[Stored data entries]
════════
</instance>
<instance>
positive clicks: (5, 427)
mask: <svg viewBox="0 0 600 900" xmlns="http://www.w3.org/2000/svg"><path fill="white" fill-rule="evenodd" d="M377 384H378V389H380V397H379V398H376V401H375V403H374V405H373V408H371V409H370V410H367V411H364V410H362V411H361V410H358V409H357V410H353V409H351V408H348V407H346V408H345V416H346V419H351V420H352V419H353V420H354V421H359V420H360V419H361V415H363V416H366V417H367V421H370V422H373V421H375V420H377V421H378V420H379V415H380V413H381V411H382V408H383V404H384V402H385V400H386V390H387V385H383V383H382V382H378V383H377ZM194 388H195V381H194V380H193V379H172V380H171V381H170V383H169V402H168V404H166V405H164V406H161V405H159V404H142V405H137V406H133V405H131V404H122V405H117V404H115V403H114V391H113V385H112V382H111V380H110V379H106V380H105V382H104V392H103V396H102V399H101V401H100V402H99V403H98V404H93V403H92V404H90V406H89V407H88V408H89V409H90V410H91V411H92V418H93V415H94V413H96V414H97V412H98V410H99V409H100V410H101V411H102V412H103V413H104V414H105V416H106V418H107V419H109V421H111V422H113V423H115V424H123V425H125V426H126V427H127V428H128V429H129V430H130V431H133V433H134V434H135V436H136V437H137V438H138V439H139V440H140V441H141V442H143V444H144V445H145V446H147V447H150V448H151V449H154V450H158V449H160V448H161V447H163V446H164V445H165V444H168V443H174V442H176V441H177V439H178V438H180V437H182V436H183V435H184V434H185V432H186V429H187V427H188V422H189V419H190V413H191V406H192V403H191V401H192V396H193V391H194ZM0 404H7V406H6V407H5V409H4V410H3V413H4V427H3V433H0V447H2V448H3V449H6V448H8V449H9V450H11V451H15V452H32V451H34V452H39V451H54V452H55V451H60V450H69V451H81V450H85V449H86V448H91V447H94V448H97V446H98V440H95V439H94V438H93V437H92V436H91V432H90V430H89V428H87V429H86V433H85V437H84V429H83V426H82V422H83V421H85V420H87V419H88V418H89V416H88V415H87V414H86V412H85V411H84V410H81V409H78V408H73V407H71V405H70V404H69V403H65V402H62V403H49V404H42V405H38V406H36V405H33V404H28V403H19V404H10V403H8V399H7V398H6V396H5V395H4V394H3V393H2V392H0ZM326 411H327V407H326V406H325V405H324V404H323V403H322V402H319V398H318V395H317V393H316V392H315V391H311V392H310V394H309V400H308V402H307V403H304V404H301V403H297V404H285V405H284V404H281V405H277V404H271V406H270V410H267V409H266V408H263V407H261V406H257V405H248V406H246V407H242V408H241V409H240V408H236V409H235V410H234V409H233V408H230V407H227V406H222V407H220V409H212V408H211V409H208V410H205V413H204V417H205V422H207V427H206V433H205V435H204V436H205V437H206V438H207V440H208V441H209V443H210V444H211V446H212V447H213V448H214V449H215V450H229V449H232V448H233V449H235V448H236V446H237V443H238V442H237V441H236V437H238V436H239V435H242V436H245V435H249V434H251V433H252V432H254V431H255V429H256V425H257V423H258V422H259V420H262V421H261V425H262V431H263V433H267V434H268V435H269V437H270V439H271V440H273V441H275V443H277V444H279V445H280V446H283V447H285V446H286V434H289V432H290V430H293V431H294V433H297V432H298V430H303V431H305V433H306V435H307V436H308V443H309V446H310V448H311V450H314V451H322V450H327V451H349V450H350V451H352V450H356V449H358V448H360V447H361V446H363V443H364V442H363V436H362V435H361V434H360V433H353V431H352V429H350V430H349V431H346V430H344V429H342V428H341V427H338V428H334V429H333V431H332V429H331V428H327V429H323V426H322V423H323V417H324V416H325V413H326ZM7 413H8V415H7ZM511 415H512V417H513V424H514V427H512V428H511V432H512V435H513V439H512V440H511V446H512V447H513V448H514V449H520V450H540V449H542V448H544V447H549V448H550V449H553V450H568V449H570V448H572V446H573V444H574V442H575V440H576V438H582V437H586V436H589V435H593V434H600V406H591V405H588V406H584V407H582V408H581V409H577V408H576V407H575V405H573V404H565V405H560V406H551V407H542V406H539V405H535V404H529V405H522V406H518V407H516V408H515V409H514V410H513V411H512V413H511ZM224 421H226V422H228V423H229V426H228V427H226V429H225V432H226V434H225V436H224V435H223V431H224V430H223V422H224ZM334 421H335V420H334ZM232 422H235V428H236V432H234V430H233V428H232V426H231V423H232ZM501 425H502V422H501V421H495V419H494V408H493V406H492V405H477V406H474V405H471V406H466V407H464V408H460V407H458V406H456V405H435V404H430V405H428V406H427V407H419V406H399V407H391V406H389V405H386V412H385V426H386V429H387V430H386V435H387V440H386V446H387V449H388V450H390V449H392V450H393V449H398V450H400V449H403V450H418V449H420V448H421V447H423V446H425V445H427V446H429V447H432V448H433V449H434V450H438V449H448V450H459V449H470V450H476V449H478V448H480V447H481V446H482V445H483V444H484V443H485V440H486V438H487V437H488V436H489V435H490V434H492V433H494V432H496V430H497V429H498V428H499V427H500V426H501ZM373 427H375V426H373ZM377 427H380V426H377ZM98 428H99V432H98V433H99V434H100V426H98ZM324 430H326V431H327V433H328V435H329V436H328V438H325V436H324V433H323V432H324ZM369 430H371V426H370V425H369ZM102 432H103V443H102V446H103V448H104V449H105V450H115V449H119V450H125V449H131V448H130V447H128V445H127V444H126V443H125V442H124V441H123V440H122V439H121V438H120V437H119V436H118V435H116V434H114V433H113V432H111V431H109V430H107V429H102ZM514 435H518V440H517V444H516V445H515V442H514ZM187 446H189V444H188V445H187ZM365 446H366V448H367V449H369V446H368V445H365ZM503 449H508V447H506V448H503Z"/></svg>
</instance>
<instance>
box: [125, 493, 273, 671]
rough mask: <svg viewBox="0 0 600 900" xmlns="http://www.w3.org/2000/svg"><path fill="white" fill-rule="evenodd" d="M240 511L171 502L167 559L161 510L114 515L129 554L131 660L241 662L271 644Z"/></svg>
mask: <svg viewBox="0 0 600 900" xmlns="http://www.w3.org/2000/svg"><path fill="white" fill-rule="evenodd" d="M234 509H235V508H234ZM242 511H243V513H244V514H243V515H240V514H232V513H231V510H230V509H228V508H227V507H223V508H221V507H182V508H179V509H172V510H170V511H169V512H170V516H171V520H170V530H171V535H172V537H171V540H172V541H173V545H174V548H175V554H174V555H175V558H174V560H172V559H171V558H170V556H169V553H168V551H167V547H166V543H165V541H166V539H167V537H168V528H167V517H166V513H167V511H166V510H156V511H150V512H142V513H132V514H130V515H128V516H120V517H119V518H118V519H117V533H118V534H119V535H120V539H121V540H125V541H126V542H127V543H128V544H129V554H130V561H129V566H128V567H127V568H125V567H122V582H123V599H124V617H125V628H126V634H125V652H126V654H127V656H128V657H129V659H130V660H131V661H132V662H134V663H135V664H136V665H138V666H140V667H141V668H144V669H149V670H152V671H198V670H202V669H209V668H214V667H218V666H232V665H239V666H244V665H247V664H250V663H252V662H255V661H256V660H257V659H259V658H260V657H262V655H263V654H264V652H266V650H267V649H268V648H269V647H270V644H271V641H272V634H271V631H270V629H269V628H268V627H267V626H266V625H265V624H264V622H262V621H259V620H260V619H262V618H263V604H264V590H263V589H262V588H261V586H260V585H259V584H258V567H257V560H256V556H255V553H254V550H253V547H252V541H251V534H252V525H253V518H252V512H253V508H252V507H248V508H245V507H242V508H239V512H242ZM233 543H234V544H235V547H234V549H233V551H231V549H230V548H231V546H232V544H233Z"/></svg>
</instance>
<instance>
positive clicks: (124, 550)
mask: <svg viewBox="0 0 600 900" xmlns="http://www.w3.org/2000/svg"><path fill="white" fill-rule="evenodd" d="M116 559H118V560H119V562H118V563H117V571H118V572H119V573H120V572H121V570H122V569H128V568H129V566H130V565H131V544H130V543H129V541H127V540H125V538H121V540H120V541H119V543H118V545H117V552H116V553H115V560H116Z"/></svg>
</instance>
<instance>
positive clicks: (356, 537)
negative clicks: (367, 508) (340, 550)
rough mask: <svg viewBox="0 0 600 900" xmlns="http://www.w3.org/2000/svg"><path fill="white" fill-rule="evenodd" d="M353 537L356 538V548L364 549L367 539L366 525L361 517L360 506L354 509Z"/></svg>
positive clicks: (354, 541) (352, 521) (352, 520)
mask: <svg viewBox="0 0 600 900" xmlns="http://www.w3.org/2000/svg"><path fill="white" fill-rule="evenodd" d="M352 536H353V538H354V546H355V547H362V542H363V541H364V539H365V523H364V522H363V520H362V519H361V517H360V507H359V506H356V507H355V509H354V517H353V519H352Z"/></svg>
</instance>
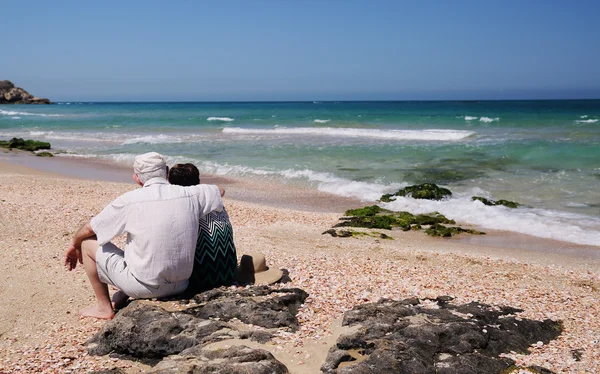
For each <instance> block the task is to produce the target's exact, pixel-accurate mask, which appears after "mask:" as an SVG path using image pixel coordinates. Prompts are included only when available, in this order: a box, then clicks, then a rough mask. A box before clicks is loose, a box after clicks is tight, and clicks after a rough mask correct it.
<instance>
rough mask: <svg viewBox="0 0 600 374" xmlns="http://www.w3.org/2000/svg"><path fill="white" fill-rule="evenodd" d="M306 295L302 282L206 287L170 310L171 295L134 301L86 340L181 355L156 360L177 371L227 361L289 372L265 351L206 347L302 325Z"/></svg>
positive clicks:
════════
- What you will do: The reply must consist solely of the lines from the one containing "295L302 282L206 287L170" through the last line of the data, reproduced exactly.

- Answer area:
rough mask: <svg viewBox="0 0 600 374" xmlns="http://www.w3.org/2000/svg"><path fill="white" fill-rule="evenodd" d="M306 295L302 282L206 287L170 310L171 295L134 301L86 340L181 355L156 360L177 371L227 361L289 372L265 351L206 347L302 325Z"/></svg>
positive clicks:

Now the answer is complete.